Buffer pooling. Encoders use sync.Pool to reuse byte buffers across log calls, so the buffer for the JSON line isn't reallocated each time.
Disabled-level short circuit. A log below the configured level returns a no-op event; the field methods on it do nothing. The arguments are still evaluated by Go (it's not lazy like a guard), so for truly expensive args you still guard with if e := logger.Debug(); e.Enabled() { ... }.

zap's benchmarks show ~0 allocs/op for a typical structured line versus dozens for logrus/stdlib with fmt. The lesson generalizes: structured-from-the-source is faster than text, because text logging's "format a human string then maybe parse it back into fields downstream" does the work twice. JSON/structured output is also what makes the wide-event model practical at volume.

Java's equivalent is Log4j2's garbage-free mode (log4j2.enableThreadlocals=true, log4j2.enableDirectEncoders=true), which reuses StringBuilders and encodes directly to ByteBuffers in a thread-local, avoiding per-log allocation (Log4j2: garbage-free logging). Python's structlog gives structured events but, on CPython, can't escape per-call dict and object allocation — the cost model there is dominated by interpreter overhead, not GC, so the mitigation is log less on hot paths, not micro-optimize the logger.

Causality and distributed tracing¶

In a distributed system, a single user action fans out across services. A log line in service C is meaningless without knowing it was caused by a request that entered at service A. Tracing reconstructs that causal tree.

The foundational design is Google's Dapper (Sigelman et al., "Dapper, a Large-Scale Distributed Systems Tracing Infrastructure," Google 2010). Its core concepts, now standardized in OpenTelemetry and the W3C Trace Context header spec:

Trace — the whole tree for one root request, identified by a trace_id.
Span — one operation (an RPC, a DB query), with a span_id, a parent_span_id, a start time, and a duration. Spans nest to form the causal tree.
Context propagation — the trace_id + current span_id travel with the request across process boundaries, carried in the traceparent HTTP header (or message metadata). This is what stitches service C's span to service A's trace.

** Raw data **
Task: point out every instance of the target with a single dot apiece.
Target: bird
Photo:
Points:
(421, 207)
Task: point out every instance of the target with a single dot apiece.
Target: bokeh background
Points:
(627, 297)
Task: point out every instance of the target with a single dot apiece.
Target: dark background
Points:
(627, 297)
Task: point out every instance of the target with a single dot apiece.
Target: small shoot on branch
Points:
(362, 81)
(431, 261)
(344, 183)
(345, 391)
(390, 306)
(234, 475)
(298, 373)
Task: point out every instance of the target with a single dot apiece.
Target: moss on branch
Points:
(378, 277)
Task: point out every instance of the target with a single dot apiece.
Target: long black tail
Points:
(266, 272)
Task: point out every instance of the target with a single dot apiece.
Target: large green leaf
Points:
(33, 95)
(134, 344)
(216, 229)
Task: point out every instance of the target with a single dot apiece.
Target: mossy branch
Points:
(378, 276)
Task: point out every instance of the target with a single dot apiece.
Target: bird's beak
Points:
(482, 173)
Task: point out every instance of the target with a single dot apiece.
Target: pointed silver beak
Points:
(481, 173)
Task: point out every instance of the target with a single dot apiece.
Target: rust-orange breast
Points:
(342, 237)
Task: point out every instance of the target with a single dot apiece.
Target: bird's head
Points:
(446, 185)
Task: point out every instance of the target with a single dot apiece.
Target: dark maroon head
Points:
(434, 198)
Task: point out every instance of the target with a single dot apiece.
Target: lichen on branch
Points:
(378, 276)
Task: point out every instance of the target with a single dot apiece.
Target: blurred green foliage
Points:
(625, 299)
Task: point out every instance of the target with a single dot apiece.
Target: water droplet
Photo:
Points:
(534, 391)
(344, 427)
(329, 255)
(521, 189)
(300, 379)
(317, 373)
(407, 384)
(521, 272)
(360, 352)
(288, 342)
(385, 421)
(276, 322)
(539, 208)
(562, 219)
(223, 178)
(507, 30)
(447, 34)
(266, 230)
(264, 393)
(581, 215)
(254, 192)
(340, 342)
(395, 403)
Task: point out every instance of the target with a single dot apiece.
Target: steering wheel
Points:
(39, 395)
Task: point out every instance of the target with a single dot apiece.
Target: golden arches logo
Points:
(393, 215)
--
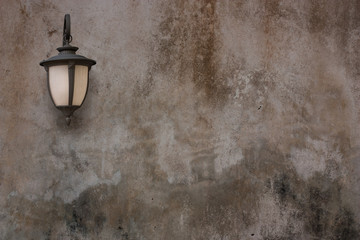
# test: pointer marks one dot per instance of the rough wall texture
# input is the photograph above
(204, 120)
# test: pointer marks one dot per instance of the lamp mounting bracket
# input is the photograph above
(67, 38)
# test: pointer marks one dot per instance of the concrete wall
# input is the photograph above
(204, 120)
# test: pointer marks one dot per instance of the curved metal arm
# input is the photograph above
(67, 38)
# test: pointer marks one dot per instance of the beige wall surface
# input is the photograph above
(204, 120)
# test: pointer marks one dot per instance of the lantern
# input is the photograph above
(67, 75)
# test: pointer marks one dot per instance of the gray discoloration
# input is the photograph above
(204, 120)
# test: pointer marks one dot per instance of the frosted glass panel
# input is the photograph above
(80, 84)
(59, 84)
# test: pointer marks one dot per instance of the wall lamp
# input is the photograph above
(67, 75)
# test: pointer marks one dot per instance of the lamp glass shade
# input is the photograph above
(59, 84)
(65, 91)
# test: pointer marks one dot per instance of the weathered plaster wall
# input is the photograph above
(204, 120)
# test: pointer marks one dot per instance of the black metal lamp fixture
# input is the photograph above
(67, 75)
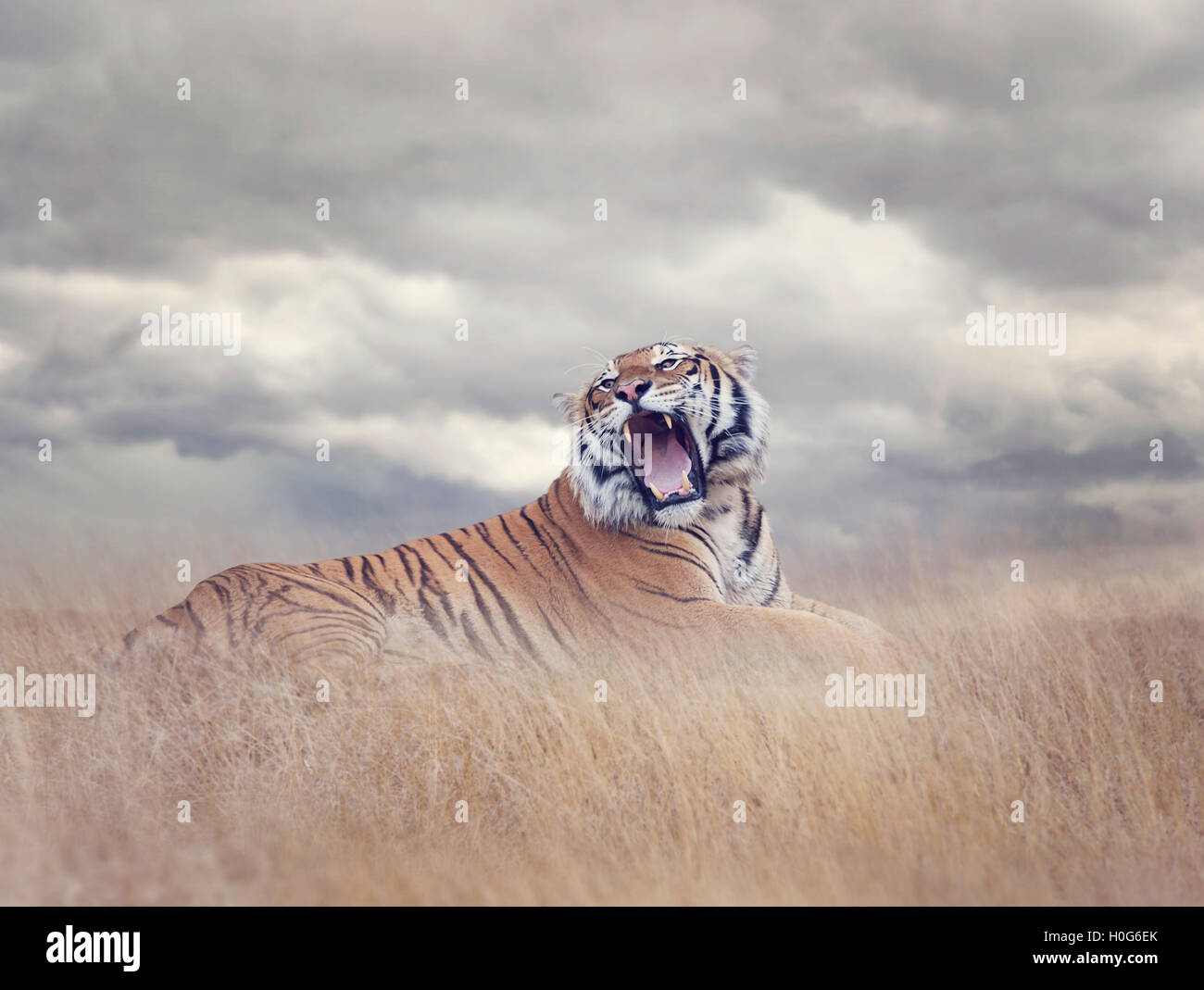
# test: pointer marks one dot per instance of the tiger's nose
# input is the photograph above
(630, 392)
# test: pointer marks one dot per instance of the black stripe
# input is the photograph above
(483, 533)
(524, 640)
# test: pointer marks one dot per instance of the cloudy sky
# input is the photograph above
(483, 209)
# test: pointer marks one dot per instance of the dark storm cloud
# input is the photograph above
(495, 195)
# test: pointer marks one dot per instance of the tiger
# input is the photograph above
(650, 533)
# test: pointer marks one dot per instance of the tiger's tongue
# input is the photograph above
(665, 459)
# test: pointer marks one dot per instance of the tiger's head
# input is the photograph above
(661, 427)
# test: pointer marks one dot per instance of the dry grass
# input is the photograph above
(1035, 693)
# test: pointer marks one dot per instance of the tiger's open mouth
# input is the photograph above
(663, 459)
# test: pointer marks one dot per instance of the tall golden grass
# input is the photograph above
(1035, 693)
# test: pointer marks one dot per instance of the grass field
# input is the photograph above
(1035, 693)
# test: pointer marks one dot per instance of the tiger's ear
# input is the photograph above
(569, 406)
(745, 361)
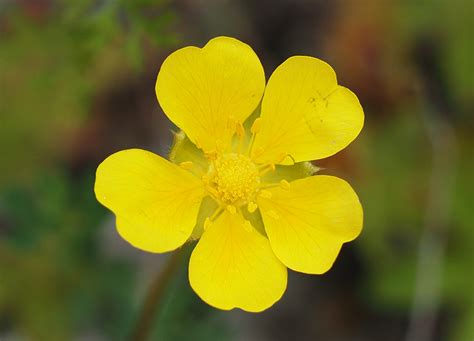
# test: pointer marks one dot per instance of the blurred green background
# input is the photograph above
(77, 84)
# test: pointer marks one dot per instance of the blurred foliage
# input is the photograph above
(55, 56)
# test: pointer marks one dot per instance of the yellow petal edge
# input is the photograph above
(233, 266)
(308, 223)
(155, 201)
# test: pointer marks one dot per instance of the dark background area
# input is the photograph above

** Request A **
Decide whether each statement below agrees with the text on logging and tracing, answering yes or no and quoting the exact words of the text that settle it. (i) Log4j2's garbage-free mode encodes directly to ByteBuffers. (ii) For a log call below the configured level, Go does not evaluate the arguments. (iii) The trace_id and current span_id are carried across process boundaries in the traceparent HTTP header.
** Request B **
Answer these questions using the text on logging and tracing: (i) What do encoders use to reuse byte buffers across log calls? (ii) What dominates the cost model for structlog on CPython? (iii) What identifies a trace?

** Task output A **
(i) Yes: "encodes directly to ByteBuffers in a thread-local"
(ii) No: "The arguments are still evaluated by Go"
(iii) Yes: "carried in the traceparent HTTP header"

** Task output B **
(i) sync.Pool
(ii) Interpreter overhead, not GC
(iii) A trace_id